STUDY TEXT: Begin
One True God – Tech

Earlier, the elder would be able to recede to the life of a teacher or rest, to enjoy the fruits of his work through his family and be a source of guidance and wisdom. The young would wander amidst and learn about themselves, their trades and their human connections into adulthood. Tech, or the machine, like most human systems, has a tendency to cancerously expand by consuming labor. But unlike other systems, it is self-improving and is able to simplify labor and bring its virtue to those that were previously free from it. Now, it cannot just get by with the efforts of younger adults and middle aged bodies – it needs more.

Now the elder could see his work, live longer to catch new illnesses, and then reach the cafeteria through a ramp (the magnifier on his screen, the insurance and the ramp were required by some law) – work was all he has, since there was no one else back home.

And then the machine got faster, so now it needs even younger bodies which have quick reflexes, low attention, high anxiety and sleepless dreams (the screens, the pills and the ideas were also requied by some law). Eventually, the much-predicted cybernetic fusion of tech and labor will happen with the pre-teen Tiktok celebrity wired into a headset taking your order at the McDonald’s drive-through. Screens are all she has, since there is no one else back at home.

But the machine is generous to you. It lets you work from the comfort of your home so that you only step out to buy. And in the drive-through line you notice the prices increase and portions become smaller, but you still think it is nothing compared to the coming tax-hike (paying for Fame University loans, preserving a corrupt puppet regime and grandpa’s social security also required by some law). Your desk, your work, your ‘productivity station’ is all you have, since there is no one else here at home.

Old Car Smell

The carcinogenic new car smell is often prized and romanticized, but we never mention the smell of old cars; part motor oil, part petrichor – the smell of the road and the trips it had been on. And now that too is a rarity to come across, because how the design of the vehicle-cabins has evolved.
STUDY TEXT: End
EXTRACTED RECORDS: Begin
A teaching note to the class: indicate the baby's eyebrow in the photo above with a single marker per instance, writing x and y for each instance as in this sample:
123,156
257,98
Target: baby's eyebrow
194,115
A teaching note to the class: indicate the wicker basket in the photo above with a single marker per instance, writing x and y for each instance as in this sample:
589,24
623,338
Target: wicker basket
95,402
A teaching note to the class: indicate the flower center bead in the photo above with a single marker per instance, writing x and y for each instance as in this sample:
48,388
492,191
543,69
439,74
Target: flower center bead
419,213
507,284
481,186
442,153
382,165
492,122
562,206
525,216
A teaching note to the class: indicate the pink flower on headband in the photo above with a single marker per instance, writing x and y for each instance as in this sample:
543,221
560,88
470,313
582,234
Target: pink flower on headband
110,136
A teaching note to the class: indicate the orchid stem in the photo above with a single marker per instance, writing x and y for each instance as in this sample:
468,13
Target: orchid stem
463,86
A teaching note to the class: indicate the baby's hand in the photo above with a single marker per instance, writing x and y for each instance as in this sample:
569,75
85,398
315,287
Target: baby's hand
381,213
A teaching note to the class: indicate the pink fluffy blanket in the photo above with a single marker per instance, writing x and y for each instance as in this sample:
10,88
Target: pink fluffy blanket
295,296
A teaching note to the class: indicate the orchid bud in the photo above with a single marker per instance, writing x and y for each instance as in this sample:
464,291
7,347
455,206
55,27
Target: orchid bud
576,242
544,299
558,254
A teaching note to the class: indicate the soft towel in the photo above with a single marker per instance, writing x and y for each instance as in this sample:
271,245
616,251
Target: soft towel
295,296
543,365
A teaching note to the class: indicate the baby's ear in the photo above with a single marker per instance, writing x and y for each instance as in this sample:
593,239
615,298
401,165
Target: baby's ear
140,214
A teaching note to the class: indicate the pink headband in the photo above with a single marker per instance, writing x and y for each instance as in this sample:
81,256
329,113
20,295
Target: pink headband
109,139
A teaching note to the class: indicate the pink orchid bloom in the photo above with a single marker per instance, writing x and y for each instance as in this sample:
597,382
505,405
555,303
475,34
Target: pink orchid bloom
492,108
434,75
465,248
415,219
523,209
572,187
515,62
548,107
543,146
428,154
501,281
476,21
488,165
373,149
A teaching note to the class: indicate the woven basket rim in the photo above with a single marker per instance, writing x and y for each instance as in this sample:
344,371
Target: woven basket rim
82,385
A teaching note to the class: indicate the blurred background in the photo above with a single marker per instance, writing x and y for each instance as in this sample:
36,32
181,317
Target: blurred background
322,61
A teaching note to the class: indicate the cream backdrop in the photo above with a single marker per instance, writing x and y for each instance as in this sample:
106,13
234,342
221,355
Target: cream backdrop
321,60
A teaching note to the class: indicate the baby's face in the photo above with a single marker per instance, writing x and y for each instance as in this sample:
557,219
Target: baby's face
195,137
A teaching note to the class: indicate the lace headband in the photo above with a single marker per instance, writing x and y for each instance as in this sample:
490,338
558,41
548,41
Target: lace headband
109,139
EXTRACTED RECORDS: End
> _TASKS TO PERFORM_:
• a. Return the part of the text about tech and old cars that opens with the words containing "Now the elder" and closes with "else back home.".
• b. In the text about tech and old cars, what two things is the smell of old cars said to be partly made of?
• c. Write what comes next in the text about tech and old cars, picking up after its last sentence.
The records have nothing to do with what you are asked here.

> _RESPONSES IN ORDER_:
• a.
Now the elder could see his work, live longer to catch new illnesses, and then reach the cafeteria through a ramp (the magnifier on his screen, the insurance and the ramp were required by some law) – work was all he has, since there was no one else back home.

• b. Motor oil and petrichor.

• c.
In the years when cars did not ship at default with an air conditioner and all there was a fan, the body was not designed to seal the environment within the car from the elements, at least not in the same way as it is done today. And as the car would get older, the smell of the road crept in. The lack of comfort compared to the modern car could also be a sign of the machine being closer to its environment than it is now, distant from our range of comforts yet more truthful to what it was and which soaked in everything it had gone through. In these cars, just by the mere smell, one could accurately guess where they had been parked and whether people took care of them or not, or even whether they drove them too much or too little. Car fresheners would also ride the strong foundation of these natural smells, unlike today where they just hit you in the face with the sweaty smell of a closed air conditioned chamber. The only thing I can accurately guess in the modern car is whether someone ate an EggMcMuffin in it in the past two days. And maybe there is a hint of this old car smell on an old public bus, but it still lacks the personal character and lies in public space and use.

But hey, now we are far from that, cars are not cars anymore – just electric carts which you would not even have to drive in a few years. But blessed would be those who saw the automobile at its most raw – a man made machine which was very much a part of its environment, with its own unique smell. Among the various descriptable and undescriptable, tangible and intangible feelings of driving and owning a car, the smell will also be something we will miss when we entirely stop driving as a society.